[What you will do]: Repeat each line of the material below without change.

[Records to use]:
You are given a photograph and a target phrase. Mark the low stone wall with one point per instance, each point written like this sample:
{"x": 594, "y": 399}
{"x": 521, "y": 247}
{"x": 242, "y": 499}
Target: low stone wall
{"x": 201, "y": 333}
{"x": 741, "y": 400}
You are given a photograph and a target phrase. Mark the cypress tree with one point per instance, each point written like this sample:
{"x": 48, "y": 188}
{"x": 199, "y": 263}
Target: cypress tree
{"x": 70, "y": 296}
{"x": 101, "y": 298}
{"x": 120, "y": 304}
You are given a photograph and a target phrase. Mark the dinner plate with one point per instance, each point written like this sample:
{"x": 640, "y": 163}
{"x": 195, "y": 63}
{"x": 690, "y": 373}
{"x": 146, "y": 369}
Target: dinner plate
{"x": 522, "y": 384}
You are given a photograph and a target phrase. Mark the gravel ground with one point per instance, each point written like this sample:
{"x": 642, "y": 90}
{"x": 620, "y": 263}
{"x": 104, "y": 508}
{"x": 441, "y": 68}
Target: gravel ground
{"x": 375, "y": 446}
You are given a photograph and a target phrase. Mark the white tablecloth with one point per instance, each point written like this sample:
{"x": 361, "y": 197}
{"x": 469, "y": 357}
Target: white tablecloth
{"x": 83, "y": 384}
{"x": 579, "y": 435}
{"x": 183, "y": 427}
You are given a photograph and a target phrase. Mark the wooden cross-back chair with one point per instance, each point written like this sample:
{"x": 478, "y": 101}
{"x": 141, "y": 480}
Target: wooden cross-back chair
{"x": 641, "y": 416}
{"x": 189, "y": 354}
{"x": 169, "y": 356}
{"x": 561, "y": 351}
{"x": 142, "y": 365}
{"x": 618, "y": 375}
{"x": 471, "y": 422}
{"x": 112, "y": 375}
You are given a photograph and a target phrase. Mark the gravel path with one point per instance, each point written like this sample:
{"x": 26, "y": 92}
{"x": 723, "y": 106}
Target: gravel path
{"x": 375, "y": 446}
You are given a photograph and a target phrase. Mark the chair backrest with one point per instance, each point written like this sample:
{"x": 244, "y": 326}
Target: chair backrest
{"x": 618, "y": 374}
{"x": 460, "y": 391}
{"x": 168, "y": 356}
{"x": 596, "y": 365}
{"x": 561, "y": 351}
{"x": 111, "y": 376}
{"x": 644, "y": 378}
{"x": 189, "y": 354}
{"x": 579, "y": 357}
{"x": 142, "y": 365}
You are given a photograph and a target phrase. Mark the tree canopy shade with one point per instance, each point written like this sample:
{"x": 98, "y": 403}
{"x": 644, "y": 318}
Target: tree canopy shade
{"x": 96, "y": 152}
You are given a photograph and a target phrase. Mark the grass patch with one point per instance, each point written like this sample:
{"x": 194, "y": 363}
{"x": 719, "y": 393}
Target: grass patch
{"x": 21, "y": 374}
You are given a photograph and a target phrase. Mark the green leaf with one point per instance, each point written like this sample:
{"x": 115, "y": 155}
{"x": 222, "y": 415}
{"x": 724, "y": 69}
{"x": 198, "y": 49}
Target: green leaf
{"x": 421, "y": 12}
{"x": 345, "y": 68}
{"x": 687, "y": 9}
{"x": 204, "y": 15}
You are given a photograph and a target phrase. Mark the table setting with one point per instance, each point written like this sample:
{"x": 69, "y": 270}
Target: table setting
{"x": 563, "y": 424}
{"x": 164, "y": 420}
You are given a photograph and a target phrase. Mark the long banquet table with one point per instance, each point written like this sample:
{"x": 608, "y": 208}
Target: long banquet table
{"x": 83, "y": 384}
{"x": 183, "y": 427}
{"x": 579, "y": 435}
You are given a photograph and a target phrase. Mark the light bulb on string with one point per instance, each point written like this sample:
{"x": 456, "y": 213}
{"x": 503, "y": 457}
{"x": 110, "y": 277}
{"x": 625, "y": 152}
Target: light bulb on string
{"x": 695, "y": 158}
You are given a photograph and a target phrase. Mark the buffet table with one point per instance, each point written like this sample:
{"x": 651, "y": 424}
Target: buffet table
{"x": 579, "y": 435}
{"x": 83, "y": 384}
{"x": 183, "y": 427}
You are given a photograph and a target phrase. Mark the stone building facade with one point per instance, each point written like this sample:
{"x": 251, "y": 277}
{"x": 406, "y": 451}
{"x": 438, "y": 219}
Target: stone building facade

[Solved exercise]:
You are given a photograph and a target phrase. Mark the low stone wall with one point per instance, each point written like this sample:
{"x": 594, "y": 399}
{"x": 521, "y": 247}
{"x": 242, "y": 499}
Target: low stone wall
{"x": 201, "y": 333}
{"x": 741, "y": 400}
You are given a photograph and a target phrase. Mark the cypress tree with one point per instance, each point written like this sample:
{"x": 48, "y": 188}
{"x": 199, "y": 263}
Target: cypress tree
{"x": 70, "y": 296}
{"x": 101, "y": 298}
{"x": 120, "y": 304}
You are given a photograph and a target phrase. Mark the dinner plate with one point per instance, each point written like this sample:
{"x": 640, "y": 163}
{"x": 195, "y": 63}
{"x": 690, "y": 373}
{"x": 146, "y": 369}
Target: dinner plate
{"x": 522, "y": 384}
You are given a photograph and a target phrase. Mark the gravel ground with one point per instance, each point written like this sample:
{"x": 642, "y": 90}
{"x": 620, "y": 263}
{"x": 104, "y": 508}
{"x": 441, "y": 68}
Target: gravel ground
{"x": 375, "y": 446}
You are given a photograph and a target phrase. Mark the white tablecloth with one point per instance, each point written like this sample:
{"x": 361, "y": 197}
{"x": 469, "y": 357}
Target: white tablecloth
{"x": 83, "y": 384}
{"x": 579, "y": 435}
{"x": 183, "y": 427}
You are given a photograph and a target phrase. Mark the wooden cross-back chair with one point per instance, each point written like this sample:
{"x": 478, "y": 101}
{"x": 141, "y": 480}
Target: wooden cross-back chair
{"x": 641, "y": 416}
{"x": 189, "y": 354}
{"x": 169, "y": 356}
{"x": 561, "y": 351}
{"x": 142, "y": 365}
{"x": 618, "y": 375}
{"x": 471, "y": 422}
{"x": 112, "y": 375}
You are given a photograph and a target phrase. Mark the gravel path with one point per instance, each point written like this sample:
{"x": 26, "y": 92}
{"x": 723, "y": 106}
Target: gravel path
{"x": 375, "y": 446}
You are given a photograph and a target phrase. Mark the chair backrest with one point per instance, each point written like this sample:
{"x": 244, "y": 326}
Target: chair backrest
{"x": 618, "y": 374}
{"x": 460, "y": 391}
{"x": 168, "y": 356}
{"x": 596, "y": 365}
{"x": 561, "y": 351}
{"x": 111, "y": 376}
{"x": 644, "y": 378}
{"x": 189, "y": 354}
{"x": 579, "y": 357}
{"x": 142, "y": 365}
You are given a photograph and a target phrase. Mark the tree canopy shade with one point per instance, each point written like this sample:
{"x": 98, "y": 403}
{"x": 644, "y": 318}
Target: tree canopy shade
{"x": 96, "y": 152}
You are given a photograph and a target phrase. Mark the grass patch with one point per instance, each point written like this sample:
{"x": 194, "y": 363}
{"x": 719, "y": 393}
Target: grass patch
{"x": 21, "y": 374}
You are given a photograph and a target phrase. Mark the green leaf with one point per instance, each point written like this sample:
{"x": 115, "y": 155}
{"x": 222, "y": 415}
{"x": 724, "y": 69}
{"x": 198, "y": 49}
Target: green leaf
{"x": 421, "y": 12}
{"x": 345, "y": 68}
{"x": 687, "y": 9}
{"x": 204, "y": 15}
You are given a photograph and a target phrase. Mark the table setting with one point per instance, each point written like this sample:
{"x": 69, "y": 270}
Target: table setting
{"x": 563, "y": 424}
{"x": 164, "y": 420}
You are given a photograph and a target phrase. Mark the long banquet table with one point per instance, each point written like this sample:
{"x": 608, "y": 208}
Target: long banquet table
{"x": 83, "y": 384}
{"x": 183, "y": 427}
{"x": 579, "y": 435}
You are given a photograph and a target phrase. Mark the light bulb on string with one point per instance, each point written like this sample:
{"x": 456, "y": 213}
{"x": 503, "y": 457}
{"x": 110, "y": 277}
{"x": 625, "y": 152}
Target: light bulb on string
{"x": 695, "y": 158}
You are given a photograph and a target phrase. Mark the buffet table with one point per instance, each point written like this sample:
{"x": 651, "y": 424}
Target: buffet table
{"x": 579, "y": 435}
{"x": 83, "y": 384}
{"x": 183, "y": 427}
You are given a photograph and a target phrase. Mark the stone building facade with one point per instance, each point written like this sample:
{"x": 251, "y": 277}
{"x": 406, "y": 451}
{"x": 438, "y": 219}
Target: stone building facade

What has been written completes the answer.